Task directions>
Return every record below exactly as written.

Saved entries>
-------------------------

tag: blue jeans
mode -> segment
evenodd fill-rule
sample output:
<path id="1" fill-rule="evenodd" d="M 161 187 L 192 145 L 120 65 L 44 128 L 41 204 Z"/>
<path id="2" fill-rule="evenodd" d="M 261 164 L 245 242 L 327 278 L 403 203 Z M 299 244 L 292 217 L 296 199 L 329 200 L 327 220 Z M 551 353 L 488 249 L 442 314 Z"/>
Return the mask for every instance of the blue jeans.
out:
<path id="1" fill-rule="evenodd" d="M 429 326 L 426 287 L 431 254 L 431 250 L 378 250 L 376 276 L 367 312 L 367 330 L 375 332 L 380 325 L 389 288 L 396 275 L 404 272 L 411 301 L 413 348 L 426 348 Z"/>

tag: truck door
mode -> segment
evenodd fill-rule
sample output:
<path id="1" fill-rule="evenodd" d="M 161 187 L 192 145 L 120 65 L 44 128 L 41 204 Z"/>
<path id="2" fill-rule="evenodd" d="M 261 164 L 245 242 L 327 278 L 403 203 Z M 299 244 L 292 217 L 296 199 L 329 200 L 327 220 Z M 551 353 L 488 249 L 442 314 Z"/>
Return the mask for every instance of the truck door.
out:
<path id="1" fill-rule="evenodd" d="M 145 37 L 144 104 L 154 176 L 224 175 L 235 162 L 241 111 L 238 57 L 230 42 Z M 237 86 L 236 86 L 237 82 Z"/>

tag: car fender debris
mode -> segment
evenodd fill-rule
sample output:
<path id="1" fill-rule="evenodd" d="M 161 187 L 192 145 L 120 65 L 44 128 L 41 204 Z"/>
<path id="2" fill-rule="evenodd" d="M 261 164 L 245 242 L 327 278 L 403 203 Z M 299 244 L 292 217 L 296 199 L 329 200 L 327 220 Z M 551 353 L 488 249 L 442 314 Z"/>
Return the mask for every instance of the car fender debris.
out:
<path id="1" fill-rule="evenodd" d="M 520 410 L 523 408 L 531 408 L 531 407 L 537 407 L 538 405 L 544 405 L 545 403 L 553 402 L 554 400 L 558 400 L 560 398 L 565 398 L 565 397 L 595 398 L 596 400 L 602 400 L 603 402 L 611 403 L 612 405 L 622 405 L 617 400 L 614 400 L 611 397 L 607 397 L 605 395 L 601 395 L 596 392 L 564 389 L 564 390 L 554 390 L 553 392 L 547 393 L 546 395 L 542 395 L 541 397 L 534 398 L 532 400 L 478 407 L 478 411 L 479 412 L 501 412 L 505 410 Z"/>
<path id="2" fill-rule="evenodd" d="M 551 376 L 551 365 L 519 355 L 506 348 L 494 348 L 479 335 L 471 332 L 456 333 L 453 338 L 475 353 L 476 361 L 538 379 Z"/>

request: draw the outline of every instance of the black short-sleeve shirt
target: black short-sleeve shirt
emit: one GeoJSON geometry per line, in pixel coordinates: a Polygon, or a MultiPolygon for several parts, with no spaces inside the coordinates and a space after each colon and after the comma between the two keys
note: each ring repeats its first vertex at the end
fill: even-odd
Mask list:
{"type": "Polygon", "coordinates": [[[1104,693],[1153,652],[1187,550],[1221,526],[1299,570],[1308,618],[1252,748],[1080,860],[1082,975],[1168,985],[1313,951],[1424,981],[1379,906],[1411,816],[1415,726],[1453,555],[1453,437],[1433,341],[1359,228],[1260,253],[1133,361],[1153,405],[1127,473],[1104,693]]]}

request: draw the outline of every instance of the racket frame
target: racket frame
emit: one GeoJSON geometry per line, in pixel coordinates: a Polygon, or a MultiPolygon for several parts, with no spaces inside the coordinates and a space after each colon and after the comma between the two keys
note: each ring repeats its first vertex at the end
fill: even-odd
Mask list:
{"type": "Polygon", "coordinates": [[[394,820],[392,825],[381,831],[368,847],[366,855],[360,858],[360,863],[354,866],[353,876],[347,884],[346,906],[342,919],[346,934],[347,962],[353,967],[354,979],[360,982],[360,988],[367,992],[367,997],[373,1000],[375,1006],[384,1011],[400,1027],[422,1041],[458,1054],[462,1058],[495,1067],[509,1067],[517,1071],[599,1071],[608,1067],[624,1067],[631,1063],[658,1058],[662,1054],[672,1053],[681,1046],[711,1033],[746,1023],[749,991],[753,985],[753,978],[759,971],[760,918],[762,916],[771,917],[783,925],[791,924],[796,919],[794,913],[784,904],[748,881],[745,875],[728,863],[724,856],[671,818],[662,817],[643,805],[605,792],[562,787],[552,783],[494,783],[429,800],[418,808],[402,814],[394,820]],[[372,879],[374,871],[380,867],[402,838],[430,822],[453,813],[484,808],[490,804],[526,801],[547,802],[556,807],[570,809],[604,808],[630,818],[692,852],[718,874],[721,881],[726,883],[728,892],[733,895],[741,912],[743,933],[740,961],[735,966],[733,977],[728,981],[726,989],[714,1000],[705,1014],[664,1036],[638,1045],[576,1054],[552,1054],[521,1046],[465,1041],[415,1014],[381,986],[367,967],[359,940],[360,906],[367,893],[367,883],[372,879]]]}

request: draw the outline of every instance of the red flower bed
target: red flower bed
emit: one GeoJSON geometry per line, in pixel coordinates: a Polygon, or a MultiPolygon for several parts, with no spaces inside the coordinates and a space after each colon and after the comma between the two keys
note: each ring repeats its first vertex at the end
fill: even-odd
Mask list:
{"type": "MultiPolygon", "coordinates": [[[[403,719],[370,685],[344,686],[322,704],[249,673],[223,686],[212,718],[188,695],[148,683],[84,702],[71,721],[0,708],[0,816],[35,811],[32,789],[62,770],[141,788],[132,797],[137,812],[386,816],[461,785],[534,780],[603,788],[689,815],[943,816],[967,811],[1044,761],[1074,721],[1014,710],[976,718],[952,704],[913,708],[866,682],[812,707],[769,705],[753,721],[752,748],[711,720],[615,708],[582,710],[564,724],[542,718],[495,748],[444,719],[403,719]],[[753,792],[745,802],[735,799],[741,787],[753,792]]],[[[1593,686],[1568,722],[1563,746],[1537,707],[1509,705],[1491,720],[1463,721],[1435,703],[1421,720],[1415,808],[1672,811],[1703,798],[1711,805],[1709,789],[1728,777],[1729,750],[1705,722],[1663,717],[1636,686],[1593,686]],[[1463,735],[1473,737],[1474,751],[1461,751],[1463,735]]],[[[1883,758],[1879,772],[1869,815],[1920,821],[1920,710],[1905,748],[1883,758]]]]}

-------------------------

Answer below>
tag: blue jeans
mode -> segment
evenodd fill-rule
sample output:
<path id="1" fill-rule="evenodd" d="M 161 187 L 192 145 L 120 65 L 44 128 L 41 204 Z"/>
<path id="2" fill-rule="evenodd" d="M 261 164 L 245 242 L 327 278 L 403 203 Z M 299 244 L 292 217 L 296 199 L 329 200 L 327 220 Z M 551 353 L 488 249 L 442 314 Z"/>
Return the mask for every instance of the blue jeans.
out:
<path id="1" fill-rule="evenodd" d="M 429 326 L 426 287 L 431 254 L 431 250 L 378 250 L 376 276 L 367 312 L 367 330 L 375 332 L 380 325 L 389 288 L 396 275 L 404 272 L 411 301 L 413 348 L 426 348 Z"/>

tag: truck door
mode -> segment
evenodd fill-rule
sample output:
<path id="1" fill-rule="evenodd" d="M 161 187 L 192 145 L 120 65 L 44 128 L 41 204 Z"/>
<path id="2" fill-rule="evenodd" d="M 261 164 L 245 242 L 327 278 L 403 203 Z M 299 244 L 292 217 L 296 199 L 329 200 L 327 220 Z M 551 353 L 488 249 L 442 314 Z"/>
Return the mask for every instance of the truck door.
out:
<path id="1" fill-rule="evenodd" d="M 145 37 L 144 104 L 154 176 L 224 175 L 235 162 L 241 111 L 238 57 L 230 42 Z M 237 86 L 236 86 L 237 82 Z"/>

tag: car fender debris
mode -> segment
evenodd fill-rule
sample output:
<path id="1" fill-rule="evenodd" d="M 161 187 L 192 145 L 120 65 L 44 128 L 41 204 Z"/>
<path id="2" fill-rule="evenodd" d="M 261 164 L 245 242 L 327 278 L 403 203 Z M 299 244 L 292 217 L 296 199 L 329 200 L 327 220 Z M 551 353 L 488 249 L 442 314 Z"/>
Return the mask for every instance of the car fender debris.
out:
<path id="1" fill-rule="evenodd" d="M 520 410 L 523 408 L 531 408 L 531 407 L 537 407 L 538 405 L 544 405 L 545 403 L 553 402 L 554 400 L 558 400 L 560 398 L 565 398 L 565 397 L 595 398 L 596 400 L 602 400 L 603 402 L 611 403 L 612 405 L 622 405 L 617 400 L 614 400 L 611 397 L 607 397 L 605 395 L 601 395 L 596 392 L 564 389 L 564 390 L 554 390 L 553 392 L 547 393 L 546 395 L 542 395 L 541 397 L 534 398 L 532 400 L 478 407 L 478 411 L 479 412 L 501 412 L 505 410 Z"/>
<path id="2" fill-rule="evenodd" d="M 551 376 L 551 365 L 519 355 L 506 348 L 494 348 L 479 335 L 471 332 L 456 333 L 453 338 L 475 353 L 476 361 L 538 379 Z"/>

request: draw the outline of every instance of the black short-sleeve shirt
target: black short-sleeve shirt
emit: one GeoJSON geometry per line, in pixel coordinates: a Polygon, or a MultiPolygon for several parts, with no spaces inside the coordinates and a space after each colon and after the comma between the two keys
note: each ring repeats its first vertex at the end
fill: even-odd
Mask list:
{"type": "Polygon", "coordinates": [[[1104,693],[1153,652],[1187,550],[1221,526],[1299,570],[1308,618],[1252,748],[1080,860],[1082,975],[1168,985],[1313,951],[1424,981],[1379,906],[1411,816],[1415,726],[1453,555],[1453,437],[1433,341],[1359,228],[1260,253],[1133,361],[1153,405],[1127,473],[1104,693]]]}

request: draw the outline of every instance of the racket frame
target: racket frame
emit: one GeoJSON geometry per line, in pixel coordinates: a Polygon, or a MultiPolygon for several parts, with no spaces inside the coordinates and a space after each colon and after the comma between the two keys
note: each ring repeats its first vertex at the end
fill: even-odd
Mask list:
{"type": "Polygon", "coordinates": [[[394,820],[392,825],[381,831],[368,847],[366,855],[360,858],[360,863],[354,866],[353,876],[347,884],[346,906],[342,919],[346,934],[347,962],[353,967],[354,979],[360,982],[360,988],[367,992],[367,997],[373,1000],[375,1006],[384,1011],[400,1027],[422,1041],[458,1054],[462,1058],[495,1067],[509,1067],[517,1071],[599,1071],[608,1067],[624,1067],[631,1063],[658,1058],[662,1054],[672,1053],[681,1046],[711,1033],[746,1023],[749,991],[753,985],[753,978],[759,971],[760,918],[762,916],[771,917],[783,925],[791,924],[796,919],[794,913],[784,904],[748,881],[745,875],[728,863],[724,856],[671,818],[662,817],[643,805],[605,792],[562,787],[552,783],[494,783],[429,800],[418,808],[402,814],[394,820]],[[372,879],[374,871],[380,867],[402,838],[430,822],[453,813],[484,808],[490,804],[526,801],[547,802],[556,807],[570,809],[604,808],[630,818],[692,852],[718,874],[721,881],[726,883],[728,892],[733,895],[741,912],[743,933],[740,961],[735,966],[733,977],[728,981],[726,989],[714,1000],[705,1014],[664,1036],[638,1045],[576,1054],[552,1054],[521,1046],[465,1041],[415,1014],[381,986],[367,967],[359,940],[360,906],[367,893],[367,883],[372,879]]]}

request: draw the outline of every instance of the red flower bed
target: red flower bed
emit: one GeoJSON geometry per line, in pixel coordinates: a Polygon, or a MultiPolygon for several parts, with no spaces inside the coordinates and a space after each colon and after the comma between the two keys
note: each ring repeats its first vertex at the end
fill: even-odd
Mask list:
{"type": "MultiPolygon", "coordinates": [[[[403,719],[370,685],[344,686],[322,704],[249,673],[223,686],[212,718],[188,695],[148,683],[84,702],[71,721],[0,708],[0,816],[35,811],[32,789],[62,770],[141,788],[132,797],[137,812],[386,816],[461,785],[534,780],[603,788],[689,815],[943,816],[967,811],[1044,761],[1074,721],[1014,710],[976,718],[952,704],[913,708],[866,682],[812,707],[769,705],[753,721],[752,748],[711,720],[615,708],[582,710],[564,724],[542,718],[495,748],[444,719],[403,719]],[[753,792],[745,802],[735,799],[741,787],[753,792]]],[[[1593,686],[1568,722],[1563,746],[1537,707],[1509,705],[1491,720],[1463,721],[1435,703],[1421,720],[1415,808],[1672,811],[1703,798],[1711,805],[1709,789],[1728,777],[1729,750],[1705,722],[1663,717],[1636,686],[1593,686]],[[1463,735],[1473,737],[1474,751],[1461,751],[1463,735]]],[[[1883,758],[1879,772],[1869,815],[1920,821],[1920,710],[1905,748],[1883,758]]]]}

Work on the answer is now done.